Document section.

Behind the Scenes of a Band Concert

Mackenzie Sloan and Addie Sloan

The woodwind and brass sections circle up, tuning their instruments minutes before the first concert of the school year. (Mackenzie Sloan)

Endless chatter circled the music wing as students from all grades warmed up for their seasonal band concert at Middleton High School. Freshmen from the Cardinal Band practiced alongside seniors and juniors from the Chamber Winds Ensemble, who were scheduled to perform both nights of the two-day concert. Amongst the conversations, many members of the band were hard at work assembling and tuning their instruments. Others took those final moments to look over the most challenging sections of their pieces.

On Nov. 16, the Middleton Band Department held the first of two concerts featuring students from every grade along with a variety of musical arrangements. Three of the four bands performed the first night: the Cardinal Band, Concert Band and Chamber Winds Ensemble who wore concert black. Students had to report to the music wing at 6:50 p.m. for warmups before the 7:30 p.m. concert. 

What at first appeared to be chaos slowly transformed into organized preparation. Each band moved to one of the three different practice rooms; some rooms practiced in unison while others split up by instrument to rehearse the most difficult sections. Despite their stoic appearance, each room was buzzing with excitement as music filled the halls.

Senior Maille Miller, one of the freshman band tutors, has witnessed how much the band has been preparing for months for this first concert. 

“It’s kind of like my first concert [all over again],” said Miller. 

Miller started playing tenor saxophone for the first time this year, in addition to the flute. She admitted that she was “very nervous.” In Miller’s perspective, the nerves never completely disappear, but “after four years I’m now able to take a deep breath and walk out” and perform.

“It’s a beautiful thing to see us go from sight reading a song for the first time, everything going to an absolute dumpster fire and then turning it into something beautiful,” Miller said. 

She was excited to see all the growth in her section and be alongside the freshmen as they experienced their first concert.


Before each concert begins, the percussion stages all of the instruments needed for the entire performance, minimizing the delays between pieces and bands. (Mackenzie Sloan)

Instructions for the task. In the band concert article, at what time were students required to report to the music wing for warmups?

Data listing.
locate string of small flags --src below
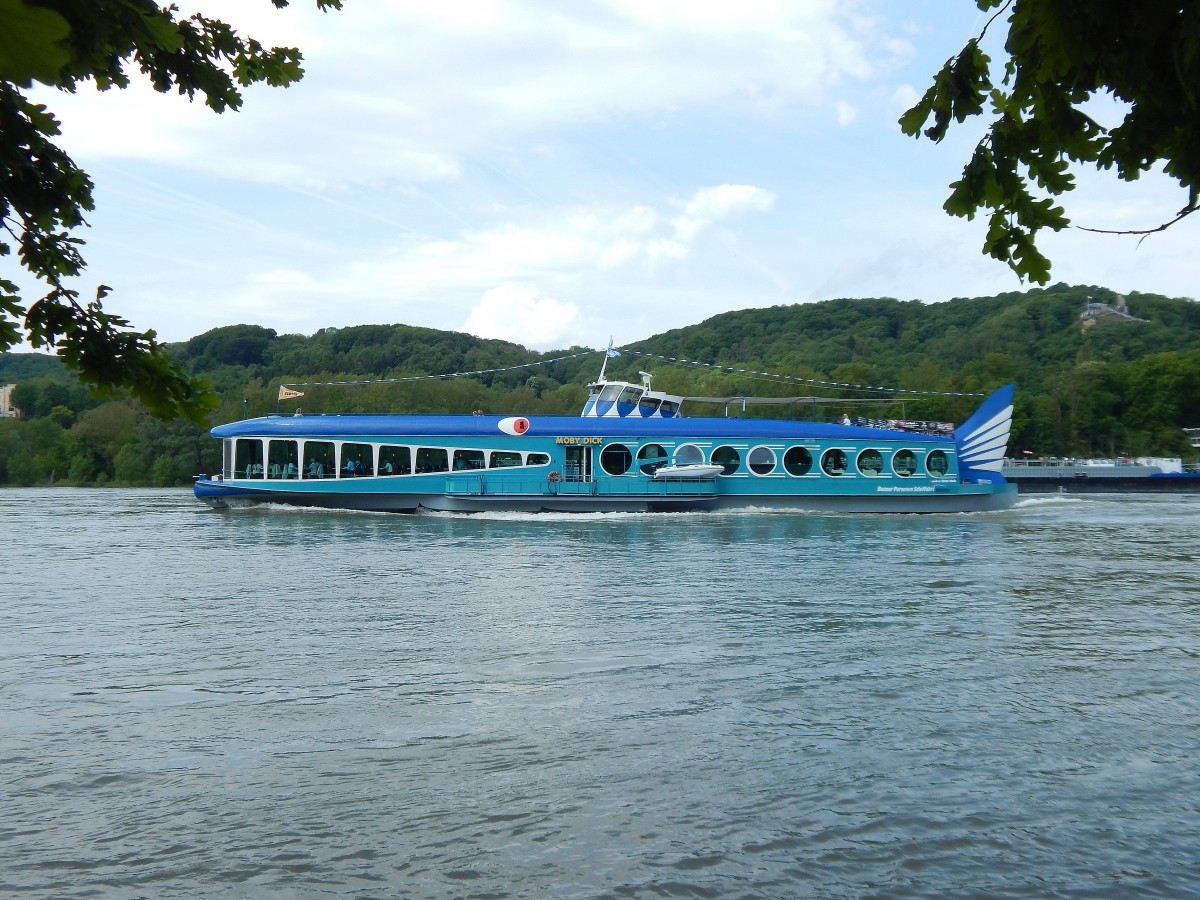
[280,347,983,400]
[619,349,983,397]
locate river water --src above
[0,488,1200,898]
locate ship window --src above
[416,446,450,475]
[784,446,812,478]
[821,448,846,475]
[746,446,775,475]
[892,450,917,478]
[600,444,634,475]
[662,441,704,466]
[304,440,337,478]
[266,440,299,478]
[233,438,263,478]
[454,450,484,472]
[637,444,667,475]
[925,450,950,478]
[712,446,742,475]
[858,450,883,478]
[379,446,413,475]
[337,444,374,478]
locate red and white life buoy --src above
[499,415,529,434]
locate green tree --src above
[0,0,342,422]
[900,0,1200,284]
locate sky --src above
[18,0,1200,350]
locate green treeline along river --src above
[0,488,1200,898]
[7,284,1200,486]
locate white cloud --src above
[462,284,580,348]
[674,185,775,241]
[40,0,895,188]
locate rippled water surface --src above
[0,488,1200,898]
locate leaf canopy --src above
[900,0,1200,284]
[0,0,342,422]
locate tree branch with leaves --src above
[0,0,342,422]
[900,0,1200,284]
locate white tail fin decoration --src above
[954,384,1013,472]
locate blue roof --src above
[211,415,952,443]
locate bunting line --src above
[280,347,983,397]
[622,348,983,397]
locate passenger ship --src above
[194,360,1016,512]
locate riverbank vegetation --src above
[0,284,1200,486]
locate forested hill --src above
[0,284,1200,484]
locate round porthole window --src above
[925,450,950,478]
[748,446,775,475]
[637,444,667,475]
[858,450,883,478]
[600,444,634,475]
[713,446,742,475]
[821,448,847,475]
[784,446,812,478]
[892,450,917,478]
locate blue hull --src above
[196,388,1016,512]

--

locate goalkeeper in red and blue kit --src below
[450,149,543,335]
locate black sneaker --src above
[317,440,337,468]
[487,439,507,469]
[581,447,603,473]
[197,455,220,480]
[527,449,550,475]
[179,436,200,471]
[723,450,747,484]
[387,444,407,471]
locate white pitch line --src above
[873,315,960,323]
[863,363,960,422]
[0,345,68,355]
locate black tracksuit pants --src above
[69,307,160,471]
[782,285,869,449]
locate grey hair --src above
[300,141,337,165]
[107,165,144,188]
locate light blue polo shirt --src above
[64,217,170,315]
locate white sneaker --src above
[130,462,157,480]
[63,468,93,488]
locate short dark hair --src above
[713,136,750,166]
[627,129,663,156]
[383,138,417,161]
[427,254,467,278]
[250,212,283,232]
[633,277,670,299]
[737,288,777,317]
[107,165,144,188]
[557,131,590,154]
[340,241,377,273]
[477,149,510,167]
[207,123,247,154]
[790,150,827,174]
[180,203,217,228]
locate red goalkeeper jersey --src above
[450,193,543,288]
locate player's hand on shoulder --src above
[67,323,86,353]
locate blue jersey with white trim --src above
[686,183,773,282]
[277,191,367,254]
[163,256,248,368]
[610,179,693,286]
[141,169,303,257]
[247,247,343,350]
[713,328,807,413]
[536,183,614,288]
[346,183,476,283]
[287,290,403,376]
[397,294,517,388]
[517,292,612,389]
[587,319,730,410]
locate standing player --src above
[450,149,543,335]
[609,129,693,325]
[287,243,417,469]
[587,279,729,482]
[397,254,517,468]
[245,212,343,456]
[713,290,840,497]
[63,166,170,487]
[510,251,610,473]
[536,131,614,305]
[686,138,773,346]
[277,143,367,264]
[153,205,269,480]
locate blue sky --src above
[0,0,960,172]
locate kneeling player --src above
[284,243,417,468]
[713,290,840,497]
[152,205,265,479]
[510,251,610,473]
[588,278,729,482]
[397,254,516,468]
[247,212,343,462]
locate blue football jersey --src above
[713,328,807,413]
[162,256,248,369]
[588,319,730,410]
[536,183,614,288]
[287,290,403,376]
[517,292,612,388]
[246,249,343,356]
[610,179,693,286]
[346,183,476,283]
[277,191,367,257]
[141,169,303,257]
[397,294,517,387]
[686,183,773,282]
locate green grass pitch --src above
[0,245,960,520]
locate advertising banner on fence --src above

Reply. 6:50 p.m.